[Stored records]
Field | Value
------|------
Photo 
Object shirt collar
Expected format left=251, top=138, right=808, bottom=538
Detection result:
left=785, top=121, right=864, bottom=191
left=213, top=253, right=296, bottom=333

[GIVEN EXERCISE] Count the lines in the listing that contain the string "left", treating uppercase and lowercase as distinct, and give only the number.

[OUTPUT OF THE TASK] 3